▸ **Aim of the exercise**:
Copy the data below verbatim, starting at the line that contains "of the decorative" and stopping after the line that contains "Target: bag strap".

▸ **Data in this exercise**:
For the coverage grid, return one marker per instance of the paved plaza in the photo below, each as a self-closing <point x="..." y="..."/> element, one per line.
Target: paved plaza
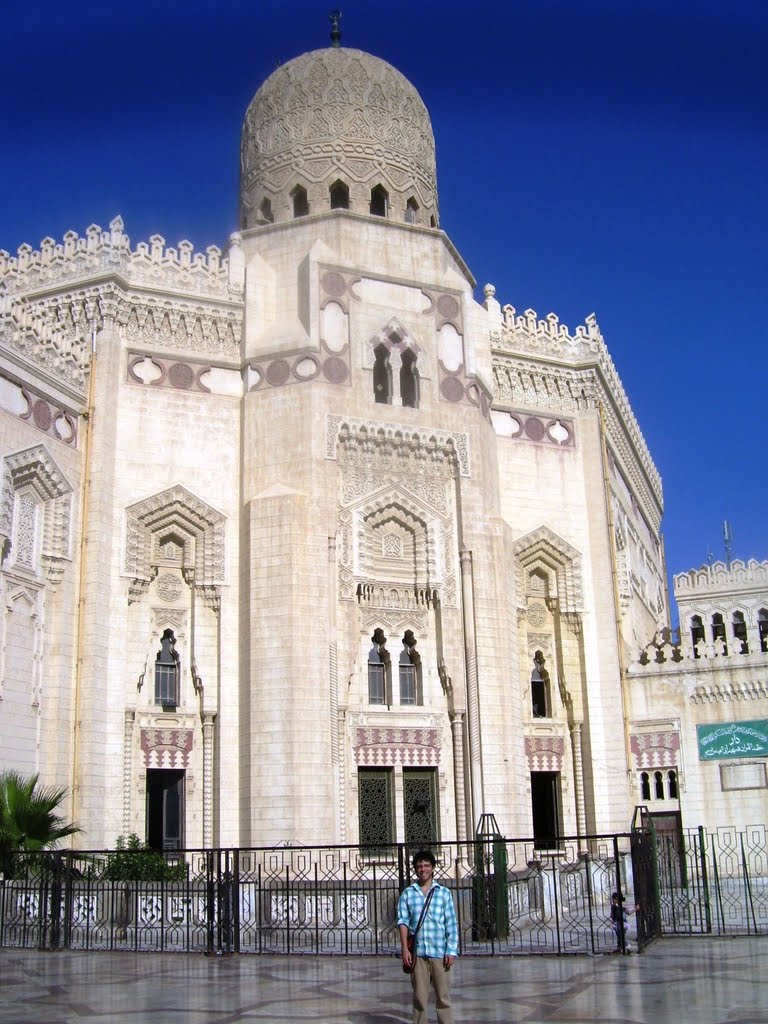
--
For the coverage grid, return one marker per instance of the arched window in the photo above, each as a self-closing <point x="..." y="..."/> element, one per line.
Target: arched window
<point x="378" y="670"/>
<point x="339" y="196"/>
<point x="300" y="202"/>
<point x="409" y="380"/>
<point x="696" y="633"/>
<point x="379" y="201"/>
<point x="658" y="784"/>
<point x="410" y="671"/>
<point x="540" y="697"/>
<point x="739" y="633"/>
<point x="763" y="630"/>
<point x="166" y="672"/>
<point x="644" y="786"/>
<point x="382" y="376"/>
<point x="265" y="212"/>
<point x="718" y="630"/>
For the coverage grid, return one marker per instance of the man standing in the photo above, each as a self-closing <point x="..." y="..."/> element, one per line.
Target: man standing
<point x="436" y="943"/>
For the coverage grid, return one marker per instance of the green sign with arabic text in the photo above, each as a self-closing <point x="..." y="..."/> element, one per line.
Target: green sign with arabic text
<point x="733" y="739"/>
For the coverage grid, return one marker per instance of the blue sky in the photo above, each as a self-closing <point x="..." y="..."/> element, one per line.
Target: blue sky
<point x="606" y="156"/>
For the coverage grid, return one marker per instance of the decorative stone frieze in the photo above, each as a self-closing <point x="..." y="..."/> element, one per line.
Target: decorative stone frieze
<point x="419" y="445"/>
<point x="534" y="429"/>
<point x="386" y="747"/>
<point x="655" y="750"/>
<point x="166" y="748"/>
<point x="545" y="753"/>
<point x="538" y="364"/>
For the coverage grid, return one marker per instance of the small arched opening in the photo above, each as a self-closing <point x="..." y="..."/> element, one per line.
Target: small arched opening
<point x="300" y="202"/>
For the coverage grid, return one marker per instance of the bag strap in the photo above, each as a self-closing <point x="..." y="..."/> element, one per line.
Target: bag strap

▸ **Full response**:
For the coverage grid, return one marker per instance of the decorative stone frieze in the photo above, each as a self-closing <point x="..." y="..."/> element, one per line.
Target: decorative stone frieze
<point x="419" y="445"/>
<point x="534" y="429"/>
<point x="386" y="747"/>
<point x="655" y="750"/>
<point x="166" y="748"/>
<point x="545" y="753"/>
<point x="538" y="364"/>
For the coverage grid, return one marker per instance of the small arched opening in the photo above, each as a self-closing <point x="..." y="..."/> element, one per line.
Target: small arched opening
<point x="300" y="202"/>
For the coverage grid, return one marker per instance of the bag strap in the photo above, each as a self-closing <point x="..." y="..."/> element, one per line.
Target: bag strap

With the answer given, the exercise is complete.